- What you are asked to do
Print every entry, word for word, and skip the images.

- Records for the task

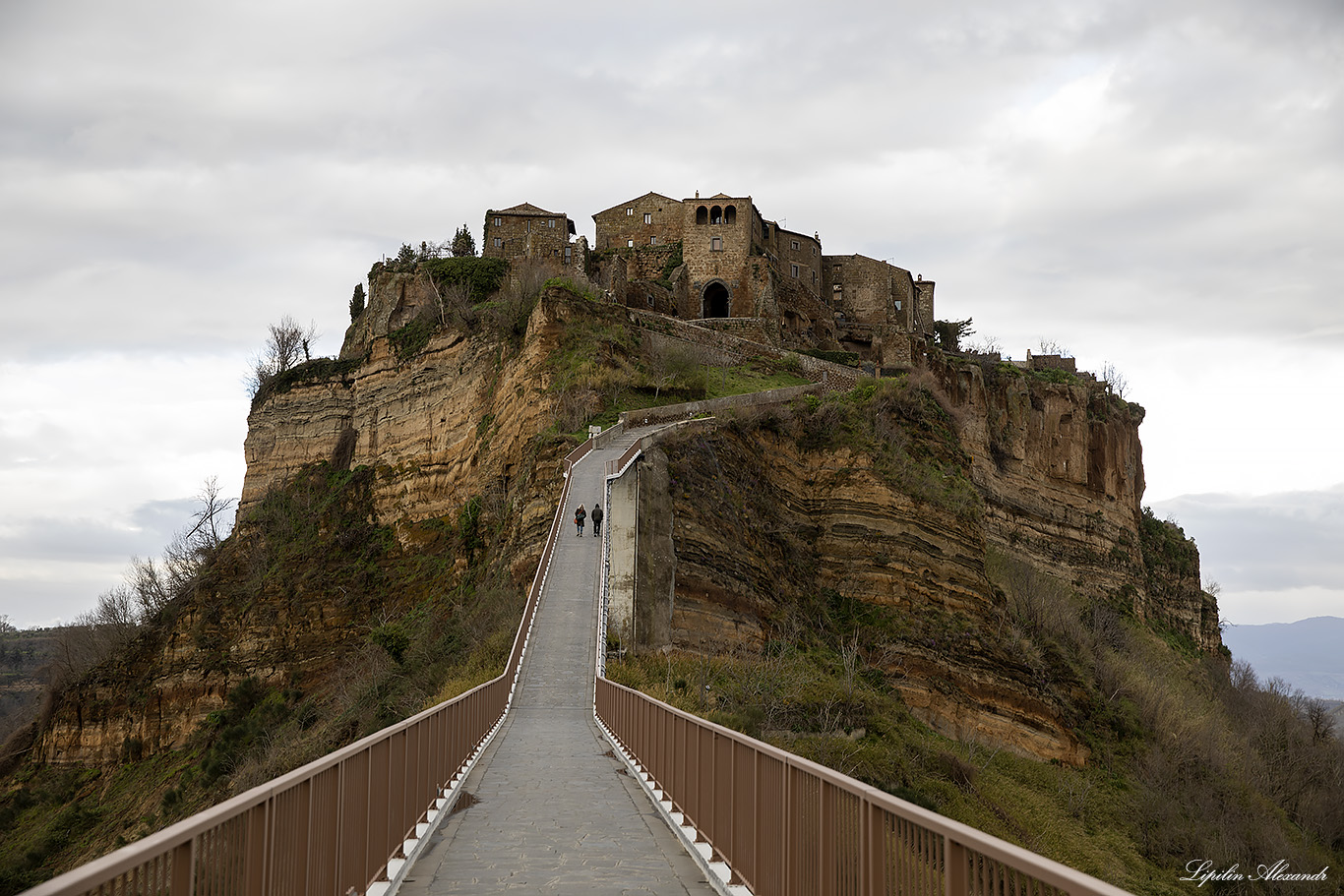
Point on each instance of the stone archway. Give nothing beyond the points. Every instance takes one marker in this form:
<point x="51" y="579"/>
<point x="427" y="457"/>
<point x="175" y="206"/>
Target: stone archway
<point x="715" y="301"/>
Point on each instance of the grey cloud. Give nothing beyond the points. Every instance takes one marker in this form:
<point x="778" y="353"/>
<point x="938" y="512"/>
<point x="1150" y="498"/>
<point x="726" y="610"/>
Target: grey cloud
<point x="87" y="539"/>
<point x="1266" y="543"/>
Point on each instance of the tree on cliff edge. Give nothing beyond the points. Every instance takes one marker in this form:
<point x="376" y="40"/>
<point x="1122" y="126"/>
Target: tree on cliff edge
<point x="286" y="345"/>
<point x="463" y="245"/>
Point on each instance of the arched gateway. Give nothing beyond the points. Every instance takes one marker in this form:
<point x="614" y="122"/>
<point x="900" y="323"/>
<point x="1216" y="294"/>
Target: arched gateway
<point x="715" y="300"/>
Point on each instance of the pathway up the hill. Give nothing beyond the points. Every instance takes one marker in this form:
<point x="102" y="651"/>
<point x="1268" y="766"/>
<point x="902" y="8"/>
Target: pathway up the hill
<point x="553" y="811"/>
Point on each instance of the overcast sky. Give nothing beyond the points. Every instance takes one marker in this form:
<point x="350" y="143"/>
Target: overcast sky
<point x="1152" y="184"/>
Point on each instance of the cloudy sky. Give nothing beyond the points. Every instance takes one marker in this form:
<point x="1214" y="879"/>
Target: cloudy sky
<point x="1150" y="184"/>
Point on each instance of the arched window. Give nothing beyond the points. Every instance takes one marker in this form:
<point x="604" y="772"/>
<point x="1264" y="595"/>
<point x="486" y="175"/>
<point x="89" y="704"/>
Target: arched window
<point x="716" y="301"/>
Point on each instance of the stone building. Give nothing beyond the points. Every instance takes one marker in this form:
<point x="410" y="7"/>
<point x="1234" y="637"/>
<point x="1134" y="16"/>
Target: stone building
<point x="719" y="258"/>
<point x="531" y="232"/>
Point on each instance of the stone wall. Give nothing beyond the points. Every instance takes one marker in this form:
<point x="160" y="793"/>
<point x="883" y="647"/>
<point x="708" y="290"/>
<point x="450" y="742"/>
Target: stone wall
<point x="867" y="290"/>
<point x="540" y="235"/>
<point x="649" y="220"/>
<point x="799" y="258"/>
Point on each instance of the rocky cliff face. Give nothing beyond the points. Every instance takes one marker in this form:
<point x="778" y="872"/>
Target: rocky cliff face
<point x="422" y="432"/>
<point x="767" y="514"/>
<point x="1062" y="474"/>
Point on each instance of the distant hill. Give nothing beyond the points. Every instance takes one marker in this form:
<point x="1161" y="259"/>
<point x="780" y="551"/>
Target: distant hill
<point x="1306" y="653"/>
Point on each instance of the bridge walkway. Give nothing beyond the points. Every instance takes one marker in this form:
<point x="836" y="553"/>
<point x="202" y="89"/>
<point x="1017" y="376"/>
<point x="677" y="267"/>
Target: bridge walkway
<point x="553" y="811"/>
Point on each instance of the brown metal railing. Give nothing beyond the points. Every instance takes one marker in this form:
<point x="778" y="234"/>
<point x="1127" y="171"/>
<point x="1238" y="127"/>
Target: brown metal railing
<point x="789" y="826"/>
<point x="334" y="825"/>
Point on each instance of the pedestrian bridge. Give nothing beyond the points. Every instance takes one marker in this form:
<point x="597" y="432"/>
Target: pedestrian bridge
<point x="553" y="779"/>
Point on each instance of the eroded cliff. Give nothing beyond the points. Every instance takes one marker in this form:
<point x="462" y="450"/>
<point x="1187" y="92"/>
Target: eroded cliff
<point x="928" y="498"/>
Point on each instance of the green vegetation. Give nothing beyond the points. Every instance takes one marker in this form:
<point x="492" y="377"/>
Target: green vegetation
<point x="406" y="624"/>
<point x="848" y="359"/>
<point x="671" y="265"/>
<point x="900" y="425"/>
<point x="315" y="371"/>
<point x="1054" y="375"/>
<point x="410" y="340"/>
<point x="605" y="367"/>
<point x="483" y="277"/>
<point x="572" y="287"/>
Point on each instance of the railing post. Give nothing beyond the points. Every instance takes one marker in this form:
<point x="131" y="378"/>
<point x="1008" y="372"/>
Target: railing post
<point x="183" y="870"/>
<point x="954" y="868"/>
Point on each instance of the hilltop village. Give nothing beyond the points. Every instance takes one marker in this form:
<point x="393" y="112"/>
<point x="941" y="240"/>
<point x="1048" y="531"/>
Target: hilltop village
<point x="719" y="261"/>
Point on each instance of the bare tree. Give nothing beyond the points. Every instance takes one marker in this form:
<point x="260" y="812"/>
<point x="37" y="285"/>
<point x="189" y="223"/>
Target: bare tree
<point x="286" y="344"/>
<point x="1116" y="382"/>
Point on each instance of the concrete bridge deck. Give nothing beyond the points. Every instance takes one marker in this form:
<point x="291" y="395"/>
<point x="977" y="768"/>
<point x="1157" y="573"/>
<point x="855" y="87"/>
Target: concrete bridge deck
<point x="553" y="811"/>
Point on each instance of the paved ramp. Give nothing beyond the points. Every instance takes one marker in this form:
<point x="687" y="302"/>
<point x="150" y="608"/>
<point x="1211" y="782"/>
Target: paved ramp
<point x="553" y="813"/>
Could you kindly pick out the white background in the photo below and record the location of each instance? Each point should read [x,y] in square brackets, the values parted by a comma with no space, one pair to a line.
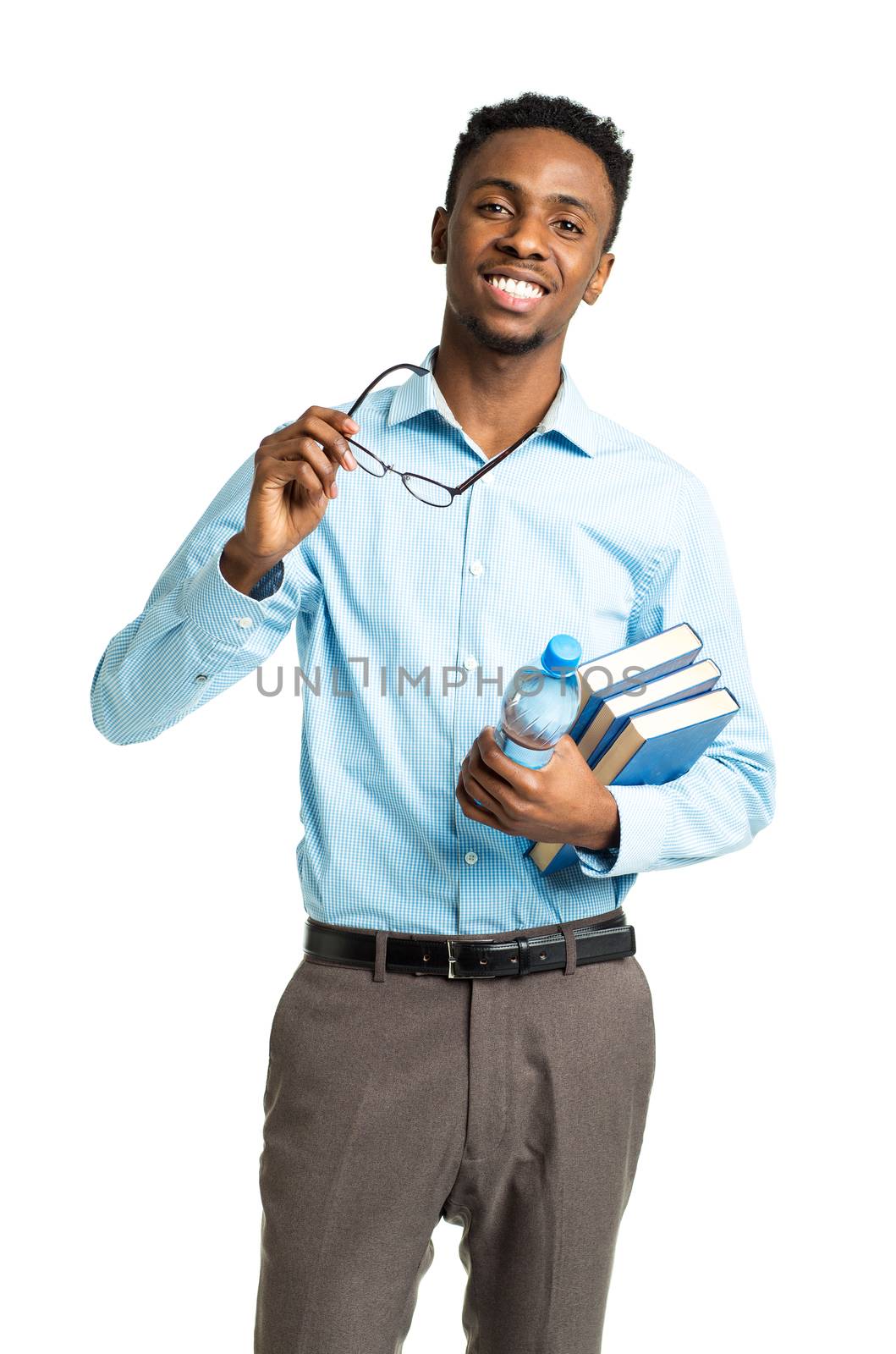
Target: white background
[218,216]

- Answer section
Point on each instance of the stone archway. Give nothing beyond the points. Every instance takes one marker in this form:
<point x="51" y="579"/>
<point x="427" y="457"/>
<point x="175" y="206"/>
Target: stone archway
<point x="715" y="301"/>
Point on each instance of the grey cloud. Give nothing beyond the points. Every instance takes one marker in this form:
<point x="778" y="353"/>
<point x="938" y="512"/>
<point x="1150" y="498"/>
<point x="726" y="610"/>
Target: grey cloud
<point x="87" y="539"/>
<point x="1266" y="543"/>
Point on each instance of the tree on cliff edge. Give nothing beyond the points. Every instance takes one marker in this form:
<point x="376" y="40"/>
<point x="1122" y="126"/>
Target: tree on cliff edge
<point x="286" y="345"/>
<point x="463" y="245"/>
Point on each instance of the arched gateway. Give nothing beyond the points. Every instance takes one marker in this form:
<point x="614" y="122"/>
<point x="900" y="323"/>
<point x="1216" y="294"/>
Target: arched gateway
<point x="715" y="300"/>
Point on each instance of the pathway up the hill. Give nothing beyond the points. Every instance takes one marker in this form:
<point x="102" y="651"/>
<point x="1268" y="766"/>
<point x="902" y="8"/>
Target: pathway up the hill
<point x="553" y="811"/>
Point on each instance of the overcast sky. Give nothing beyond the points. Every instance takes one marker in this form:
<point x="350" y="143"/>
Target: overcast sky
<point x="1152" y="184"/>
Point on each instance of the cloudy sky. Give nothing beyond the points. Every instance takes one marker in this form:
<point x="1214" y="879"/>
Target: cloudy sky
<point x="1150" y="184"/>
Point on each instance of the arched window. Give nothing beyond the points. Every instance takes one marker in this form:
<point x="604" y="772"/>
<point x="1264" y="595"/>
<point x="486" y="175"/>
<point x="89" y="704"/>
Target: arched window
<point x="716" y="301"/>
Point on each instance of the stone building. Give nothing beyond the points. Every instance takes one marker in this form:
<point x="410" y="7"/>
<point x="1234" y="637"/>
<point x="1134" y="16"/>
Target: stone building
<point x="719" y="258"/>
<point x="531" y="232"/>
Point on each instance of the stone wall. Give nothing beyond the points. Every instance takes one marker in this form:
<point x="160" y="793"/>
<point x="883" y="647"/>
<point x="708" y="290"/>
<point x="450" y="742"/>
Target: stone wall
<point x="867" y="290"/>
<point x="540" y="235"/>
<point x="649" y="220"/>
<point x="799" y="258"/>
Point on each instance of the rocky cliff face. Give nothing beyond the points. Every instance takes one marker in this form:
<point x="778" y="872"/>
Target: rocky cliff face
<point x="422" y="432"/>
<point x="767" y="514"/>
<point x="1062" y="474"/>
Point on each instance of the distant hill. Give nothing beyond the points. Every instance takes one marker in this form:
<point x="1161" y="259"/>
<point x="780" y="551"/>
Target: distant hill
<point x="1306" y="653"/>
Point on each instance of the bridge walkway. Give nothing beyond the points. Every instance takes one marker in this form:
<point x="836" y="553"/>
<point x="202" y="89"/>
<point x="1017" y="376"/>
<point x="677" y="267"/>
Target: bridge walkway
<point x="553" y="811"/>
Point on each instance of the brown metal railing. Give nothing beyond the points. Every instance takes one marker in this form:
<point x="778" y="234"/>
<point x="1127" y="171"/>
<point x="1238" y="127"/>
Target: brown metal railing
<point x="789" y="826"/>
<point x="334" y="825"/>
Point on each instance of the pedestrian bridge. Give nothing beyond the points. Every instance takes one marker in this form:
<point x="597" y="432"/>
Target: pedestrian bridge
<point x="553" y="779"/>
Point on each instance of the eroded cliff. Give nothing beyond the points. Every instance takes one marker in this form:
<point x="462" y="450"/>
<point x="1187" y="92"/>
Target: eroded cliff
<point x="928" y="498"/>
Point on each instance of the green vegetation. Give nothing beyond the points. Every instance takes one marker in this form:
<point x="492" y="377"/>
Target: green vegetation
<point x="406" y="624"/>
<point x="848" y="359"/>
<point x="671" y="265"/>
<point x="900" y="425"/>
<point x="315" y="371"/>
<point x="1054" y="375"/>
<point x="410" y="340"/>
<point x="605" y="367"/>
<point x="483" y="277"/>
<point x="572" y="287"/>
Point on each instance of the railing post. Give nothing beyond the points. Every instance takes one marker in this form:
<point x="131" y="378"/>
<point x="1008" y="372"/>
Target: railing post
<point x="183" y="870"/>
<point x="954" y="868"/>
Point on each instance of the hilltop village. Give nothing beyond the points. Every instance takes one marker in this form:
<point x="393" y="112"/>
<point x="941" y="240"/>
<point x="1048" y="531"/>
Target: hilltop village
<point x="719" y="261"/>
Point on each instance of the bare tree. Give nothing beyond the points. Every instance takes one marker in this form:
<point x="260" y="812"/>
<point x="37" y="285"/>
<point x="189" y="223"/>
Target: bare tree
<point x="286" y="344"/>
<point x="1116" y="382"/>
Point on each instance of the concrete bridge deck. Give nothing beyond the points. Every instance takes one marker in this form:
<point x="291" y="395"/>
<point x="977" y="768"/>
<point x="1157" y="573"/>
<point x="855" y="87"/>
Target: concrete bridge deck
<point x="553" y="811"/>
Point on each instance of the paved ramp. Give nothing beyond the points. Every instance takes one marker in this form:
<point x="687" y="302"/>
<point x="150" y="608"/>
<point x="1211" y="782"/>
Target: paved ramp
<point x="553" y="813"/>
Could you kindly pick out the white background in the photo below and record the location of each instance? Each point should read [x,y] in square brackets, the values parted by a comma with no space, one pair to a line.
Target: white background
[218,216]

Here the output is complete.